▸ Exercise requirements:
Make an exact copy of the entries below with the pictures removed.

▸ Material for this task:
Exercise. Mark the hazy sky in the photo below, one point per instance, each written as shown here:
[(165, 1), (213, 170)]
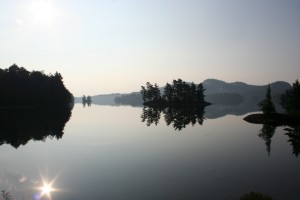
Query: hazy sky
[(105, 46)]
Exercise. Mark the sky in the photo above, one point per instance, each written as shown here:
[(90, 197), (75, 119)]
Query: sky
[(109, 46)]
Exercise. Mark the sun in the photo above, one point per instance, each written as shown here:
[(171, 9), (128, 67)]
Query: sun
[(46, 189), (43, 11)]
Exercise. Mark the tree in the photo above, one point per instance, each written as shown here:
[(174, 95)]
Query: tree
[(200, 93), (266, 105), (168, 93), (290, 101)]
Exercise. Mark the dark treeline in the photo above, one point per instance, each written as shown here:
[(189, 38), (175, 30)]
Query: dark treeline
[(20, 87), (20, 125), (86, 100), (133, 99), (179, 93), (290, 100), (178, 117)]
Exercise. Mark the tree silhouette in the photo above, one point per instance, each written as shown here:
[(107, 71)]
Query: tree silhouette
[(266, 133), (179, 93), (266, 105), (294, 139), (20, 87), (290, 101), (179, 118)]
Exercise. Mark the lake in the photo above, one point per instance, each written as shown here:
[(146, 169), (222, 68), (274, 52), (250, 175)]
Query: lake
[(107, 152)]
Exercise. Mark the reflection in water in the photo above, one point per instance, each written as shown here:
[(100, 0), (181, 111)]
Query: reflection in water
[(294, 139), (266, 134), (88, 103), (18, 126), (178, 117), (268, 131)]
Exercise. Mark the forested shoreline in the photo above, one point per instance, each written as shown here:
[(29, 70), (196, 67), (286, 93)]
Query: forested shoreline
[(24, 89)]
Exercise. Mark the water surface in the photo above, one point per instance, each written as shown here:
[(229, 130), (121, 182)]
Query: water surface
[(106, 152)]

▸ Answer section:
Exercise. Mark the hazy sky in the photo below, one point per instance, each written as shown here:
[(165, 1), (213, 170)]
Query: hazy sky
[(105, 46)]
Exercise. Mark the sky in the photo above, one point per instance, each written as shown here:
[(90, 197), (75, 119)]
Query: sky
[(109, 46)]
Exercise. Mark the sun in the photo above, one point per instance, each written as shown here:
[(171, 9), (128, 67)]
Query: sun
[(46, 189), (43, 11)]
Exercise. Mark the tree in the photo above, one point per instance, each written as shown here:
[(174, 95)]
Query: tree
[(200, 93), (266, 105), (168, 93), (290, 101)]
Exercise. Mark the dark treeline in the photo above, one point per instance, each written as shown here:
[(189, 38), (175, 30)]
Query: dark treeline
[(20, 87), (20, 125), (86, 100), (133, 99), (179, 93), (290, 100), (178, 117)]
Exercise. Mark the tree silhouette in the photo above, one point per instance, each written as shown here:
[(107, 71)]
Query: tree silhouette
[(266, 133), (179, 93), (266, 105), (294, 139), (20, 87), (290, 101), (179, 118)]
Exercise. Mark the lake in the photo above, one point per instance, each written as shown here:
[(146, 169), (222, 68), (274, 52), (250, 175)]
Query: lake
[(107, 152)]
Exercise. Mark the reflection in water in the photo above, one point per instance, each written as shown here:
[(100, 0), (181, 111)]
Query: reflection in water
[(294, 139), (266, 134), (88, 103), (18, 126), (178, 117), (268, 131)]
Exercise. Mark the forested shoreline in the photo above, one point per instance, each written as shown here:
[(29, 70), (196, 67), (286, 93)]
Query: forested shoreline
[(24, 89)]
Exercise. Mark the water surface in the photo above, one point per instance, each written as shown here:
[(229, 130), (121, 182)]
Query: water surface
[(106, 152)]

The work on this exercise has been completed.